--- START ---

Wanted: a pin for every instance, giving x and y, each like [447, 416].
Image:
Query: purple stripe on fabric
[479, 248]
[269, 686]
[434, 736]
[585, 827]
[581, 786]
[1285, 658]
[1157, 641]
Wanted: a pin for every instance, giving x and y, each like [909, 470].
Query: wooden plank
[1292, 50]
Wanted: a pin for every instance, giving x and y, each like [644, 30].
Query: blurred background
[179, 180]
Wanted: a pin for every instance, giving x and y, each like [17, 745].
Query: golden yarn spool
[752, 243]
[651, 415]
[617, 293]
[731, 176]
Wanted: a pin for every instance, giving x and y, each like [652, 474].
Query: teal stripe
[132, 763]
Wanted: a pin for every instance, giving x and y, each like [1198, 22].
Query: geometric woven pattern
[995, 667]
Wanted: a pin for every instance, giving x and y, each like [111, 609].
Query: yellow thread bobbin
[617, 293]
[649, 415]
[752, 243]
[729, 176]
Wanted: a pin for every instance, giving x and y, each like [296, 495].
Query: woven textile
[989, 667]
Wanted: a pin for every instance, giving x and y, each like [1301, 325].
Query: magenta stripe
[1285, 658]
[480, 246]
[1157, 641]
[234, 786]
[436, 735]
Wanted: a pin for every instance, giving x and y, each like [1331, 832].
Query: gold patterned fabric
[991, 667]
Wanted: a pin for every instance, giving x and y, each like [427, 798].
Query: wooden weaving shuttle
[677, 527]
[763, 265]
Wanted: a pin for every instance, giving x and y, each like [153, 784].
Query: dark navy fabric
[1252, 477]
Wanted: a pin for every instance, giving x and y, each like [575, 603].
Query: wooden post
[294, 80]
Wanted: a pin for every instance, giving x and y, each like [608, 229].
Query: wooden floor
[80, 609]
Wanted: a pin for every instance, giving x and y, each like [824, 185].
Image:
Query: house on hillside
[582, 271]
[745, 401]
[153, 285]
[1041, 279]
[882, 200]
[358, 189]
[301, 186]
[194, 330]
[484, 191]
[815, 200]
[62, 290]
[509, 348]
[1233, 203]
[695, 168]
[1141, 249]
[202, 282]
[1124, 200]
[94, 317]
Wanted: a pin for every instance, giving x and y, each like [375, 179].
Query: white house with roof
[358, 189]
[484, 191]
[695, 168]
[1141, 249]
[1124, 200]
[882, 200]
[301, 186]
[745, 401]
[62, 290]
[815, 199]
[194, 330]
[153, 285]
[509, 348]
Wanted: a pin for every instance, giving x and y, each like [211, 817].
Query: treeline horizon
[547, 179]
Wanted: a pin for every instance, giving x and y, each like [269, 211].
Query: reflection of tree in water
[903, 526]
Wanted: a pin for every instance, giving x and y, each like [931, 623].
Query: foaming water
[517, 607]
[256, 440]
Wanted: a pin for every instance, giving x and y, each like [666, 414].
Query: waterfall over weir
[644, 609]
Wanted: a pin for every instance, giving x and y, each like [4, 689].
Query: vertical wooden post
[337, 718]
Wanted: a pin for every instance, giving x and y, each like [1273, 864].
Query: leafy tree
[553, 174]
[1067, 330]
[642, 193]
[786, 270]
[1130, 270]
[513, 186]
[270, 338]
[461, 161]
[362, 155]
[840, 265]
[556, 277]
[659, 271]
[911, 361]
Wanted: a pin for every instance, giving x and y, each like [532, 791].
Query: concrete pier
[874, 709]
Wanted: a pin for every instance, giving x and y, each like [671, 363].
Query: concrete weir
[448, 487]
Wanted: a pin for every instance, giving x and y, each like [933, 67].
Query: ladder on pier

--- END ---

Work order
Give back the data above exactly, so that every line matches.

Answer for this exercise
Wanted: a pin for every instance, giving x and y, each like [447, 416].
Image:
Query: purple stripe on fabric
[479, 248]
[269, 686]
[434, 736]
[585, 827]
[581, 786]
[1285, 658]
[1157, 641]
Wanted: a pin for every instance, giving x and y, each like [909, 470].
Query: wooden plank
[1292, 50]
Wanted: a pin for every instance, giving x and y, each like [644, 30].
Query: blurred background
[179, 180]
Wanted: a pin for every instance, giving x and y, each like [17, 745].
Query: golden yarn spool
[752, 243]
[651, 415]
[617, 293]
[731, 176]
Wanted: a pin for every instance, giving x and y, each like [652, 474].
Query: teal stripe
[132, 763]
Wanted: a pin for every instance, giving x and y, each like [1198, 22].
Query: geometric woven pattern
[995, 667]
Wanted: a pin for every instance, giving x and y, each like [111, 609].
Query: yellow thread bobbin
[617, 293]
[649, 415]
[752, 243]
[729, 176]
Wanted: a pin for every instance, giving x and y, each like [296, 495].
Query: woven textile
[989, 667]
Wanted: a pin for every instance, giving x and y, each like [1301, 325].
Query: magenta stripe
[1285, 658]
[480, 246]
[1157, 641]
[234, 786]
[436, 735]
Wanted: a pin for every instance, giving x and y, each like [1331, 832].
Query: gold patterned fabric
[991, 667]
Wanted: a pin for every instance, giving x and y, each like [427, 798].
Query: wooden weaving shuttle
[677, 527]
[763, 265]
Wanted: a pin for every instance, giving x and y, each like [153, 784].
Query: dark navy fabric
[1252, 477]
Wanted: a pin for every instance, giving x and y, each like [575, 603].
Query: wooden post
[294, 80]
Wanted: a pin for every instance, giving x and y, each like [608, 229].
Query: wooden floor
[80, 609]
Wanted: a pin for every instance, giving x and y, each like [824, 185].
Image:
Query: house on hillside
[582, 271]
[745, 401]
[153, 285]
[1041, 279]
[882, 200]
[358, 189]
[301, 186]
[194, 330]
[484, 191]
[815, 200]
[62, 290]
[509, 348]
[1233, 203]
[695, 168]
[1141, 249]
[202, 282]
[1124, 200]
[94, 317]
Wanted: a pin for every instance, giving x and y, each like [375, 179].
Query: white house with roof
[358, 189]
[484, 191]
[695, 168]
[1141, 249]
[1124, 200]
[882, 200]
[301, 186]
[745, 401]
[62, 290]
[815, 199]
[194, 330]
[153, 285]
[509, 348]
Wanted: a pin for every instance, giving x and y, each like [211, 817].
Query: treeline horizon
[547, 179]
Wanted: a pin for every instance, giving x and y, each like [269, 211].
Query: reflection of tree in water
[903, 526]
Wanted: a pin for every instance, giving x and y, each like [931, 623].
Query: foaming water
[517, 607]
[256, 440]
Wanted: a pin for every instance, giving x and y, each like [666, 414].
Query: waterfall over weir
[644, 609]
Wanted: a pin for every instance, giving x and y, each like [4, 689].
Query: vertical wooden post
[337, 718]
Wanted: a pin for every instance, giving x and y, each like [1273, 864].
Query: leafy tree
[553, 174]
[1067, 330]
[642, 193]
[786, 270]
[1130, 270]
[513, 186]
[270, 338]
[461, 161]
[362, 155]
[840, 265]
[556, 277]
[659, 271]
[911, 361]
Wanted: a pin for every instance, giving x and y, each like [532, 791].
Query: concrete pier
[874, 709]
Wanted: a pin for every instance, giving x and y, each like [671, 363].
Query: concrete weir
[448, 487]
Wanted: a pin for every instance, giving x and y, each like [933, 67].
Query: ladder on pier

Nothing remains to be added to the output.